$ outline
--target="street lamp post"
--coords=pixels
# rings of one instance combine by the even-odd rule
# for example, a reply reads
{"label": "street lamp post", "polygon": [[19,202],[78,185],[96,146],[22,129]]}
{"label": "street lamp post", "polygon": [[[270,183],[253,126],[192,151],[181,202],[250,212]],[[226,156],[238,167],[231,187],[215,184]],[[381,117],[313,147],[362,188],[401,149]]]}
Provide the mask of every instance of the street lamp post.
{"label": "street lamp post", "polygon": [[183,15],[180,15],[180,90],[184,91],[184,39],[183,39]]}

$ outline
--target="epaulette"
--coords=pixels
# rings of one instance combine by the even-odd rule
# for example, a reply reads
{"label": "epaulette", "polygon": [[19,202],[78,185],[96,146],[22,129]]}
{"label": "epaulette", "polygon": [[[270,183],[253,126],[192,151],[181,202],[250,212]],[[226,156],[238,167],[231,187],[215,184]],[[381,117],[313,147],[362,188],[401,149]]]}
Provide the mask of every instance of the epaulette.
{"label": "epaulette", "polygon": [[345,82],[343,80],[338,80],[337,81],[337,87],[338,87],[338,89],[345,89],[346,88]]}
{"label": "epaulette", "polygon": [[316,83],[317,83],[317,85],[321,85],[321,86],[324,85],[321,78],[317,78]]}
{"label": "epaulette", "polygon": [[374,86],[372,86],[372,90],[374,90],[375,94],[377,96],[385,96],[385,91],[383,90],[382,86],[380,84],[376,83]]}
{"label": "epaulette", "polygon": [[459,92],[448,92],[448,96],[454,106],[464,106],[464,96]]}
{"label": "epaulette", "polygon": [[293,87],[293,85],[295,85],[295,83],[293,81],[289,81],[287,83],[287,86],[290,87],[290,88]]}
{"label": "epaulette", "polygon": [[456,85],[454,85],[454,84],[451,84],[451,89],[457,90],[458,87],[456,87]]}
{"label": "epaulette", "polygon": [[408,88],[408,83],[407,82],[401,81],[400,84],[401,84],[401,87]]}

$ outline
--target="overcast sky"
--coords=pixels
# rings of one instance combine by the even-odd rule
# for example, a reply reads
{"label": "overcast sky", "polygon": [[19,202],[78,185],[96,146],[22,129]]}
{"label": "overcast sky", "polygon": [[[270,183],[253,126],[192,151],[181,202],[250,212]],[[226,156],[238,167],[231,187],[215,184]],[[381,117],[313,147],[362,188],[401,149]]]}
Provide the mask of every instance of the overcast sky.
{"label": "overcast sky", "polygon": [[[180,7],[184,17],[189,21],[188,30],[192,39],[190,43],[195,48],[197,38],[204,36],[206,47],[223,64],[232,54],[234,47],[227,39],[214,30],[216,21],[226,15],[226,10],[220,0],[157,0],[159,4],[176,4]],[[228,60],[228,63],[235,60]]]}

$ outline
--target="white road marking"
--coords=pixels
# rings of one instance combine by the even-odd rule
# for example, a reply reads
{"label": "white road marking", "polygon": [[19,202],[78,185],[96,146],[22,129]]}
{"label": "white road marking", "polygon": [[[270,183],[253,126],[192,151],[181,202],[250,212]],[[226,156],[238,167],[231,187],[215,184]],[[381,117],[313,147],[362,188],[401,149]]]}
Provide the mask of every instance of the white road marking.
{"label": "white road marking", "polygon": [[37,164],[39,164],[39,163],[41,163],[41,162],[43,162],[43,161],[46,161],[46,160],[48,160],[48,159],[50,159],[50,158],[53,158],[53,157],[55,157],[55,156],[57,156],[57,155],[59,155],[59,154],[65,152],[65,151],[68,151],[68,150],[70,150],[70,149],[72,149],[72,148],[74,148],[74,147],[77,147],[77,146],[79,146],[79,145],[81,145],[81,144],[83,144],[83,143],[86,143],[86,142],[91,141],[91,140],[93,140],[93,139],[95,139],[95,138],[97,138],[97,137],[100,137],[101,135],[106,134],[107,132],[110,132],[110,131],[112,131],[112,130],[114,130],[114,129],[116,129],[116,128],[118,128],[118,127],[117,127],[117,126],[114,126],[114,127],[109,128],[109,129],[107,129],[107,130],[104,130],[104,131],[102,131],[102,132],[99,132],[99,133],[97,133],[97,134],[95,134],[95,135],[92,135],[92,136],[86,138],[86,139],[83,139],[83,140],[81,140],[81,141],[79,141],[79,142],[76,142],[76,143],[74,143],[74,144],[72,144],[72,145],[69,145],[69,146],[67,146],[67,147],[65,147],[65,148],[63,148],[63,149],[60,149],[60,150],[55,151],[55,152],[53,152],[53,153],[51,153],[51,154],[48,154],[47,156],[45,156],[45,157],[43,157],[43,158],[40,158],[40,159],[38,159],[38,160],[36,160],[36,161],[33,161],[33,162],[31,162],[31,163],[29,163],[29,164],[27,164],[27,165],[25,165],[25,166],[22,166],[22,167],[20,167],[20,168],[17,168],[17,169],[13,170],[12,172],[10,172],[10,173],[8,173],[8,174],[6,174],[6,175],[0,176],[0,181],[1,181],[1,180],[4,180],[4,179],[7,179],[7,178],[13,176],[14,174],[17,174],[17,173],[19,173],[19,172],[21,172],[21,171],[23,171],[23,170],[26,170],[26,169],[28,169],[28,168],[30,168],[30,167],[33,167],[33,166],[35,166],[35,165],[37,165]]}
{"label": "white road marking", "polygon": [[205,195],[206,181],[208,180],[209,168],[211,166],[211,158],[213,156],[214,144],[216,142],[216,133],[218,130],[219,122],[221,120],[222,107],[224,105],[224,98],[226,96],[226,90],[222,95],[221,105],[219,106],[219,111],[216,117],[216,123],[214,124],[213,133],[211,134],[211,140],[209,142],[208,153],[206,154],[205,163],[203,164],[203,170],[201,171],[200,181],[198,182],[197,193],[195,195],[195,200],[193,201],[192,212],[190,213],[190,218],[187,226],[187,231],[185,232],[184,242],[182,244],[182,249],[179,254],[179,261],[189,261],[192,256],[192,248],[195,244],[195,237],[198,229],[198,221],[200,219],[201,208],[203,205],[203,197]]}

○ ○ ○ ○ ○ ○ ○

= Exercise instructions =
Return all lines above that mention the word "target".

= Exercise output =
--target="street lamp post"
--target="epaulette"
--target="overcast sky"
--target="white road marking"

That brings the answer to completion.